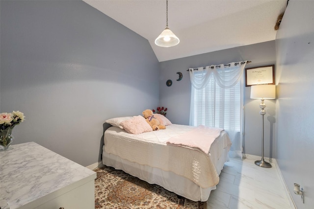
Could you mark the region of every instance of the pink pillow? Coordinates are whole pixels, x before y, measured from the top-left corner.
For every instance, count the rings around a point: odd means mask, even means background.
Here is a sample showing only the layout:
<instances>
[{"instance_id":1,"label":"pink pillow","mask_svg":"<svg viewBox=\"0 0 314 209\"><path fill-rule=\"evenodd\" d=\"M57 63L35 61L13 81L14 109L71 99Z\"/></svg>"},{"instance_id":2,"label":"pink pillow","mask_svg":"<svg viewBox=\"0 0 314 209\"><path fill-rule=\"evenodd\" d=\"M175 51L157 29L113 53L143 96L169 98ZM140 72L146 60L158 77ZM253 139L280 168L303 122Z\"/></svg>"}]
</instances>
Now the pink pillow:
<instances>
[{"instance_id":1,"label":"pink pillow","mask_svg":"<svg viewBox=\"0 0 314 209\"><path fill-rule=\"evenodd\" d=\"M172 124L171 122L166 117L163 116L161 114L159 114L158 113L155 113L155 114L153 114L156 118L160 122L160 124L163 124L164 125L169 125Z\"/></svg>"},{"instance_id":2,"label":"pink pillow","mask_svg":"<svg viewBox=\"0 0 314 209\"><path fill-rule=\"evenodd\" d=\"M141 116L133 116L131 119L121 122L120 124L129 134L140 134L153 131L151 126Z\"/></svg>"}]
</instances>

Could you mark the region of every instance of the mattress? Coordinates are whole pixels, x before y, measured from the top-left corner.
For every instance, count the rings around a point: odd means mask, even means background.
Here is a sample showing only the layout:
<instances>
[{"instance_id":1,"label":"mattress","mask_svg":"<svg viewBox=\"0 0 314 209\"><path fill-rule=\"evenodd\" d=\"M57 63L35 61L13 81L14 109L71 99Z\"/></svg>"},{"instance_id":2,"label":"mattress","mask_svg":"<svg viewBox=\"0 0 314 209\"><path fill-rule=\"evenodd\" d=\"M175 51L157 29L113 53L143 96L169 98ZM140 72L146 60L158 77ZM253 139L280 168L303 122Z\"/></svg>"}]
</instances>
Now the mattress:
<instances>
[{"instance_id":1,"label":"mattress","mask_svg":"<svg viewBox=\"0 0 314 209\"><path fill-rule=\"evenodd\" d=\"M167 145L169 139L194 128L172 124L134 135L110 127L104 134L103 163L191 200L206 201L219 182L231 142L222 131L207 154L197 148Z\"/></svg>"}]
</instances>

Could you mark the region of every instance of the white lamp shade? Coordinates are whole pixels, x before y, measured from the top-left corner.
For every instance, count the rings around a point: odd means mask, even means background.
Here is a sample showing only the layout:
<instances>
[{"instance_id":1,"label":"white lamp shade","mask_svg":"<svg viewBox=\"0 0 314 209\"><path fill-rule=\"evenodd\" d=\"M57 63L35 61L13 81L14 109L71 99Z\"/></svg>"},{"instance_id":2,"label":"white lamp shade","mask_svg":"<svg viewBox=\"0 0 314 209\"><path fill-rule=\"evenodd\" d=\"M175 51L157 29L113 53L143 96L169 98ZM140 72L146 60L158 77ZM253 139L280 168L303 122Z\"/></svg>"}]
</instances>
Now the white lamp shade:
<instances>
[{"instance_id":1,"label":"white lamp shade","mask_svg":"<svg viewBox=\"0 0 314 209\"><path fill-rule=\"evenodd\" d=\"M161 47L174 46L179 43L180 40L168 27L163 30L155 40L155 44Z\"/></svg>"},{"instance_id":2,"label":"white lamp shade","mask_svg":"<svg viewBox=\"0 0 314 209\"><path fill-rule=\"evenodd\" d=\"M276 98L276 85L265 84L251 86L251 98Z\"/></svg>"}]
</instances>

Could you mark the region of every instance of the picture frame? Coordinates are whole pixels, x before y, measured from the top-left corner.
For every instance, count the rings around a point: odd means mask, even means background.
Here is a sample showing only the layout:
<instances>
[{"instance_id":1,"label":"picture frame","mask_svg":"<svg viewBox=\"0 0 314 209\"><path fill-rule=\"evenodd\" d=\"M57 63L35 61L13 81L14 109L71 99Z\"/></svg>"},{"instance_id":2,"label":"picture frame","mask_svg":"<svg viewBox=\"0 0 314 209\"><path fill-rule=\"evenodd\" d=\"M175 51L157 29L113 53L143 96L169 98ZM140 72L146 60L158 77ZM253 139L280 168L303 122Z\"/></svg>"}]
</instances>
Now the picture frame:
<instances>
[{"instance_id":1,"label":"picture frame","mask_svg":"<svg viewBox=\"0 0 314 209\"><path fill-rule=\"evenodd\" d=\"M245 69L245 86L275 84L275 65Z\"/></svg>"}]
</instances>

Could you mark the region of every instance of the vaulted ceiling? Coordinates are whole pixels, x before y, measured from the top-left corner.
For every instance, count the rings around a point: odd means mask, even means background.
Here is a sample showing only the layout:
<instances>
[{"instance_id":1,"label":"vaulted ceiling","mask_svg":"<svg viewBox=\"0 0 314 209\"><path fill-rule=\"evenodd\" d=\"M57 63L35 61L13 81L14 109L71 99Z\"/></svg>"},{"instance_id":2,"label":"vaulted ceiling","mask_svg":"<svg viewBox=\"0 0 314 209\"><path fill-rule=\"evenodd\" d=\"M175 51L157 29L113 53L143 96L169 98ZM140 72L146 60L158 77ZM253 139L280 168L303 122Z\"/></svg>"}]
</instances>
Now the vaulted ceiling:
<instances>
[{"instance_id":1,"label":"vaulted ceiling","mask_svg":"<svg viewBox=\"0 0 314 209\"><path fill-rule=\"evenodd\" d=\"M166 26L165 0L83 0L148 40L159 62L274 40L286 0L169 0L168 24L180 43L155 40Z\"/></svg>"}]
</instances>

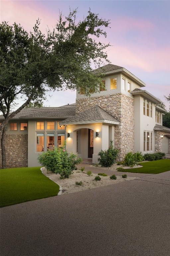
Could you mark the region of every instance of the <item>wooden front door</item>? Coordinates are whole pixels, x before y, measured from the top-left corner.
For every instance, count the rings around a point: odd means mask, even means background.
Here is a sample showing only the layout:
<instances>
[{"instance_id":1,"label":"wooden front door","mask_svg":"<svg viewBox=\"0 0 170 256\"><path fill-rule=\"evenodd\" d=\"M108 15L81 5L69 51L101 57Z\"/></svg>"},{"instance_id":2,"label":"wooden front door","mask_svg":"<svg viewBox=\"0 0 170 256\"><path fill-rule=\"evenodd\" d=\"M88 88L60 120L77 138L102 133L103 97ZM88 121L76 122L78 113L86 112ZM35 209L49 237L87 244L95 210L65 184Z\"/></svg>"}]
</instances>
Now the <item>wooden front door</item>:
<instances>
[{"instance_id":1,"label":"wooden front door","mask_svg":"<svg viewBox=\"0 0 170 256\"><path fill-rule=\"evenodd\" d=\"M93 130L88 129L88 157L92 158L93 154Z\"/></svg>"}]
</instances>

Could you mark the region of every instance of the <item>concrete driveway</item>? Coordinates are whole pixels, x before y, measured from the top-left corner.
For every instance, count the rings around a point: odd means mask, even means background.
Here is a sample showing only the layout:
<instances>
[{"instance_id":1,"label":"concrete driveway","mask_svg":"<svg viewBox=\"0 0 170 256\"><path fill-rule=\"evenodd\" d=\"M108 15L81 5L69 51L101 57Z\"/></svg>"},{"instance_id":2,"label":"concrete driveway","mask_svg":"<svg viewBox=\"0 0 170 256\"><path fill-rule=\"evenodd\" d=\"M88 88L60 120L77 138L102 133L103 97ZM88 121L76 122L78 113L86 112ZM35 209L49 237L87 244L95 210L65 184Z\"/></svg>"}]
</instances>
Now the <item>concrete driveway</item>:
<instances>
[{"instance_id":1,"label":"concrete driveway","mask_svg":"<svg viewBox=\"0 0 170 256\"><path fill-rule=\"evenodd\" d=\"M168 256L170 171L148 178L1 209L1 256Z\"/></svg>"}]
</instances>

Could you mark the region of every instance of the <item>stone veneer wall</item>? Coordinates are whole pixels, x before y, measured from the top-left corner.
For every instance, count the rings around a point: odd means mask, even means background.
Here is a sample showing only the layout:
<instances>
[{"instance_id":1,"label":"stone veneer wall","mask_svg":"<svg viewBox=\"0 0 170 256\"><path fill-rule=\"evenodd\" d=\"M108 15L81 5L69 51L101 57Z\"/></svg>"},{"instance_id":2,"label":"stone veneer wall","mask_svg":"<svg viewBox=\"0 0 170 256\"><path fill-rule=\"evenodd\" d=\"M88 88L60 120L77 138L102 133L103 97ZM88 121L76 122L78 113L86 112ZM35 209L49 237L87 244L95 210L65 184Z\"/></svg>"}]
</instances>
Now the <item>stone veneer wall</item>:
<instances>
[{"instance_id":1,"label":"stone veneer wall","mask_svg":"<svg viewBox=\"0 0 170 256\"><path fill-rule=\"evenodd\" d=\"M168 133L161 132L159 131L155 131L155 151L157 152L162 152L162 139L161 135L167 135L169 137L168 153L170 154L170 134Z\"/></svg>"},{"instance_id":2,"label":"stone veneer wall","mask_svg":"<svg viewBox=\"0 0 170 256\"><path fill-rule=\"evenodd\" d=\"M121 151L119 160L134 149L134 100L121 93L76 99L76 113L98 106L120 122L115 127L115 147Z\"/></svg>"},{"instance_id":3,"label":"stone veneer wall","mask_svg":"<svg viewBox=\"0 0 170 256\"><path fill-rule=\"evenodd\" d=\"M28 166L28 134L6 134L6 145L7 168ZM2 153L0 145L0 168L1 168Z\"/></svg>"}]
</instances>

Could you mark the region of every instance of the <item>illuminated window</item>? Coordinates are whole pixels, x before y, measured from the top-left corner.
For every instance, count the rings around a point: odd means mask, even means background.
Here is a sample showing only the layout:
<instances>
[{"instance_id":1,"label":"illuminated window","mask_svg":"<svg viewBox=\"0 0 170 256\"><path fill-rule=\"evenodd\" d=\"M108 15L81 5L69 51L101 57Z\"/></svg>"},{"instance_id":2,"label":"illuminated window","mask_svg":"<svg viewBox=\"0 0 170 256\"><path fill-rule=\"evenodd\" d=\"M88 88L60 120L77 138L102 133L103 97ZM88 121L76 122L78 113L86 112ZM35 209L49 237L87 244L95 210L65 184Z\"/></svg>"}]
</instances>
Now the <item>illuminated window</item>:
<instances>
[{"instance_id":1,"label":"illuminated window","mask_svg":"<svg viewBox=\"0 0 170 256\"><path fill-rule=\"evenodd\" d=\"M106 91L106 80L102 80L102 82L104 84L100 86L100 92Z\"/></svg>"},{"instance_id":2,"label":"illuminated window","mask_svg":"<svg viewBox=\"0 0 170 256\"><path fill-rule=\"evenodd\" d=\"M43 152L44 147L44 134L43 133L37 134L37 152Z\"/></svg>"},{"instance_id":3,"label":"illuminated window","mask_svg":"<svg viewBox=\"0 0 170 256\"><path fill-rule=\"evenodd\" d=\"M21 131L27 130L27 123L21 123L20 124L20 130Z\"/></svg>"},{"instance_id":4,"label":"illuminated window","mask_svg":"<svg viewBox=\"0 0 170 256\"><path fill-rule=\"evenodd\" d=\"M17 129L16 123L11 123L10 124L10 130L11 131L17 131Z\"/></svg>"},{"instance_id":5,"label":"illuminated window","mask_svg":"<svg viewBox=\"0 0 170 256\"><path fill-rule=\"evenodd\" d=\"M37 130L44 130L44 122L38 122L37 123Z\"/></svg>"},{"instance_id":6,"label":"illuminated window","mask_svg":"<svg viewBox=\"0 0 170 256\"><path fill-rule=\"evenodd\" d=\"M117 78L110 79L110 89L116 90L117 89Z\"/></svg>"},{"instance_id":7,"label":"illuminated window","mask_svg":"<svg viewBox=\"0 0 170 256\"><path fill-rule=\"evenodd\" d=\"M54 122L47 122L47 130L54 130Z\"/></svg>"}]
</instances>

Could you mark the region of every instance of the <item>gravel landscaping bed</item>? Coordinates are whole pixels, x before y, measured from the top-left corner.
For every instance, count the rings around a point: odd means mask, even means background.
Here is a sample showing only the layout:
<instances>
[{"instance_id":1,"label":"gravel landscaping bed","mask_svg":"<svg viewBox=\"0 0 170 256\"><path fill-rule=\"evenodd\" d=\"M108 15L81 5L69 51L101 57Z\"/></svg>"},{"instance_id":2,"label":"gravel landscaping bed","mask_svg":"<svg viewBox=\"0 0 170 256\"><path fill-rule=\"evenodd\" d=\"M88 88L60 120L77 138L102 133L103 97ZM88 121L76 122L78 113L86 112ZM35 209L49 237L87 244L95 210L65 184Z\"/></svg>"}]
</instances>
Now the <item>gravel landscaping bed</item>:
<instances>
[{"instance_id":1,"label":"gravel landscaping bed","mask_svg":"<svg viewBox=\"0 0 170 256\"><path fill-rule=\"evenodd\" d=\"M94 180L94 179L97 175L96 174L93 174L92 176L89 176L86 173L77 172L77 171L74 171L73 174L71 175L71 178L60 179L59 174L47 172L44 167L42 168L42 172L44 175L62 186L62 192L61 194L115 184L118 182L126 182L127 181L135 178L135 177L128 177L126 179L123 179L122 177L118 176L116 180L112 180L110 178L110 175L108 175L105 177L100 176L101 180L96 181ZM76 181L82 181L83 184L81 186L76 185Z\"/></svg>"}]
</instances>

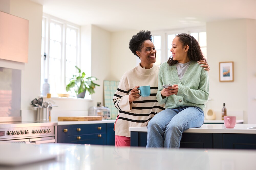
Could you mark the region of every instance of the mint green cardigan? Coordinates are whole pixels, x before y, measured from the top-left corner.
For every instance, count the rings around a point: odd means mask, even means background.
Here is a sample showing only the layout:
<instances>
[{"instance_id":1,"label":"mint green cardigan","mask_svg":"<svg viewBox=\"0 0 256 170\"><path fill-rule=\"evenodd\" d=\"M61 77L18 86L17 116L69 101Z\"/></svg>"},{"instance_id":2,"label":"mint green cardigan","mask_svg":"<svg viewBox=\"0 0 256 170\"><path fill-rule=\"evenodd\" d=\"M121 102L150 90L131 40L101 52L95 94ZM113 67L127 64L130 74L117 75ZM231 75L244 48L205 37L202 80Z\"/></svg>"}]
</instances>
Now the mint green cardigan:
<instances>
[{"instance_id":1,"label":"mint green cardigan","mask_svg":"<svg viewBox=\"0 0 256 170\"><path fill-rule=\"evenodd\" d=\"M165 109L174 109L180 107L193 106L202 110L209 97L209 80L208 72L197 62L191 61L187 71L180 81L176 65L169 65L167 62L160 67L158 74L157 101L161 104L166 103ZM163 85L178 84L177 95L174 95L162 98L161 91Z\"/></svg>"}]
</instances>

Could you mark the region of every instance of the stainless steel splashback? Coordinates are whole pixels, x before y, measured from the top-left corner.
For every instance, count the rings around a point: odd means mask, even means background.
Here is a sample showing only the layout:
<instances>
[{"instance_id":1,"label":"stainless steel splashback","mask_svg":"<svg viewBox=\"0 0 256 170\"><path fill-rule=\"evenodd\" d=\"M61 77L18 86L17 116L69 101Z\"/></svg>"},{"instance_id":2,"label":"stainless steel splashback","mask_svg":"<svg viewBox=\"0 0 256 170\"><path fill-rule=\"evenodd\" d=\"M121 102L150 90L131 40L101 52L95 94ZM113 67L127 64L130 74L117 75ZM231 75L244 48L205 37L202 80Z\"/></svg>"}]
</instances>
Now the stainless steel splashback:
<instances>
[{"instance_id":1,"label":"stainless steel splashback","mask_svg":"<svg viewBox=\"0 0 256 170\"><path fill-rule=\"evenodd\" d=\"M21 70L0 67L0 122L21 121Z\"/></svg>"}]
</instances>

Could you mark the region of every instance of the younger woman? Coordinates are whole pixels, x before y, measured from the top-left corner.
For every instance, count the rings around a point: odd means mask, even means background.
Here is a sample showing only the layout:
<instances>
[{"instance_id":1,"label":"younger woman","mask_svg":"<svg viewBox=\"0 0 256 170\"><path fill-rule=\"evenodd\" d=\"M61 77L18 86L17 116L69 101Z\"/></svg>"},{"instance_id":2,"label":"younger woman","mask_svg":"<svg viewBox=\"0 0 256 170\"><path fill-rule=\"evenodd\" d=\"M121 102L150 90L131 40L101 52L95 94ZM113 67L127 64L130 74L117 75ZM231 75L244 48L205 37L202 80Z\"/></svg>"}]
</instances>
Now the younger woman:
<instances>
[{"instance_id":1,"label":"younger woman","mask_svg":"<svg viewBox=\"0 0 256 170\"><path fill-rule=\"evenodd\" d=\"M187 34L173 41L172 57L161 65L157 98L165 110L155 115L148 125L147 147L179 147L182 133L199 127L209 97L208 72L197 61L206 60L198 42ZM163 85L172 85L164 88Z\"/></svg>"}]
</instances>

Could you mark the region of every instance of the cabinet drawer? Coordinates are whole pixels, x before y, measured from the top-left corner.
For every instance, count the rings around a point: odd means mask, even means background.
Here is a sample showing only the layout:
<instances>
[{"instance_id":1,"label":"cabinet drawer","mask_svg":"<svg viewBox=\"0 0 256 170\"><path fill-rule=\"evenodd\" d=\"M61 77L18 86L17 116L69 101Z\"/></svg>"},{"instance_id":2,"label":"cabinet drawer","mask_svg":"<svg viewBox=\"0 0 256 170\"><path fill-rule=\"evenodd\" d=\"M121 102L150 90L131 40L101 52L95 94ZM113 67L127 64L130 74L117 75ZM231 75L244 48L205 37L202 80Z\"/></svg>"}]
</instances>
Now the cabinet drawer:
<instances>
[{"instance_id":1,"label":"cabinet drawer","mask_svg":"<svg viewBox=\"0 0 256 170\"><path fill-rule=\"evenodd\" d=\"M256 134L223 134L224 149L256 149Z\"/></svg>"},{"instance_id":2,"label":"cabinet drawer","mask_svg":"<svg viewBox=\"0 0 256 170\"><path fill-rule=\"evenodd\" d=\"M106 133L71 136L64 143L105 145L106 136Z\"/></svg>"},{"instance_id":3,"label":"cabinet drawer","mask_svg":"<svg viewBox=\"0 0 256 170\"><path fill-rule=\"evenodd\" d=\"M60 129L59 132L65 135L70 135L106 133L106 126L105 123L98 123L61 125L58 126L58 128Z\"/></svg>"}]
</instances>

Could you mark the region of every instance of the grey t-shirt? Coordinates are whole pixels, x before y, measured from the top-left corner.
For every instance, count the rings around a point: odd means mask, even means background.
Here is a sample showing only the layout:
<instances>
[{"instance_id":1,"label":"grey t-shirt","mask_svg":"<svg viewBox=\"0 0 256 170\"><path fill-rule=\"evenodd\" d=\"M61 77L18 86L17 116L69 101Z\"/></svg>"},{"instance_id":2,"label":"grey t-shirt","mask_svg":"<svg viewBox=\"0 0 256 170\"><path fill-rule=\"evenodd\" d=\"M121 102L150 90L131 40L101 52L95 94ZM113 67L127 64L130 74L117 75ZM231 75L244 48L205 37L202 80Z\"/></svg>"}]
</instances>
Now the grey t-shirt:
<instances>
[{"instance_id":1,"label":"grey t-shirt","mask_svg":"<svg viewBox=\"0 0 256 170\"><path fill-rule=\"evenodd\" d=\"M191 61L189 61L186 63L176 63L176 68L177 68L177 72L178 73L178 75L179 78L180 80L183 77L183 76L187 71L187 69L188 67L188 66L191 62Z\"/></svg>"}]
</instances>

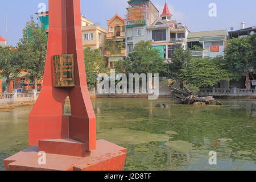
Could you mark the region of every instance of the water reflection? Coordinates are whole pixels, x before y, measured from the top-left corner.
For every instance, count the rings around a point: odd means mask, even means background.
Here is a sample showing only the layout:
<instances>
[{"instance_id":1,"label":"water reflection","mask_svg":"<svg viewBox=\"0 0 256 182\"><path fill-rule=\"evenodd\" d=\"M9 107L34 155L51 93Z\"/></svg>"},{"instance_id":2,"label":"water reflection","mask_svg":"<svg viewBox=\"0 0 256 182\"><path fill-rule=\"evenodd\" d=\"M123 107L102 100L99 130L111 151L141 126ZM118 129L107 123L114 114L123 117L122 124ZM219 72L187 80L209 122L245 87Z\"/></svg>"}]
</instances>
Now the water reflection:
<instances>
[{"instance_id":1,"label":"water reflection","mask_svg":"<svg viewBox=\"0 0 256 182\"><path fill-rule=\"evenodd\" d=\"M97 138L128 149L126 170L256 170L256 101L221 102L195 106L168 99L92 100ZM160 102L170 107L155 107ZM27 147L30 109L0 110L1 161ZM68 103L65 112L70 113ZM210 151L217 153L217 165L209 164Z\"/></svg>"}]
</instances>

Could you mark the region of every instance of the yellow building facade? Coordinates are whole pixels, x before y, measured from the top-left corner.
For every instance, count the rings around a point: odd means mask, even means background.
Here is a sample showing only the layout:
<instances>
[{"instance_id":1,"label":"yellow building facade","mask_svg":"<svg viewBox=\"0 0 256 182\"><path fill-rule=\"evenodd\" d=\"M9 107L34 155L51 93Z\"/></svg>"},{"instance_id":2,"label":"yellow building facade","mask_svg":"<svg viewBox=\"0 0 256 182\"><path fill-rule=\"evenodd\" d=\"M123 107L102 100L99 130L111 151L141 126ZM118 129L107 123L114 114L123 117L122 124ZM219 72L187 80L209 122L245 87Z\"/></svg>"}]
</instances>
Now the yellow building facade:
<instances>
[{"instance_id":1,"label":"yellow building facade","mask_svg":"<svg viewBox=\"0 0 256 182\"><path fill-rule=\"evenodd\" d=\"M104 54L106 30L82 16L82 35L84 48L100 48L101 53Z\"/></svg>"},{"instance_id":2,"label":"yellow building facade","mask_svg":"<svg viewBox=\"0 0 256 182\"><path fill-rule=\"evenodd\" d=\"M123 48L117 52L112 52L108 50L106 51L105 56L108 59L108 67L113 67L115 61L123 59L126 56L125 19L117 14L107 21L107 24L106 41L114 39L115 42L123 45Z\"/></svg>"}]
</instances>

*PROBLEM DESCRIPTION*: Count the lines in the items above that contain the string "ceiling", treating uppercase and lowercase as different, and reply with only the number.

*SOLUTION*: 4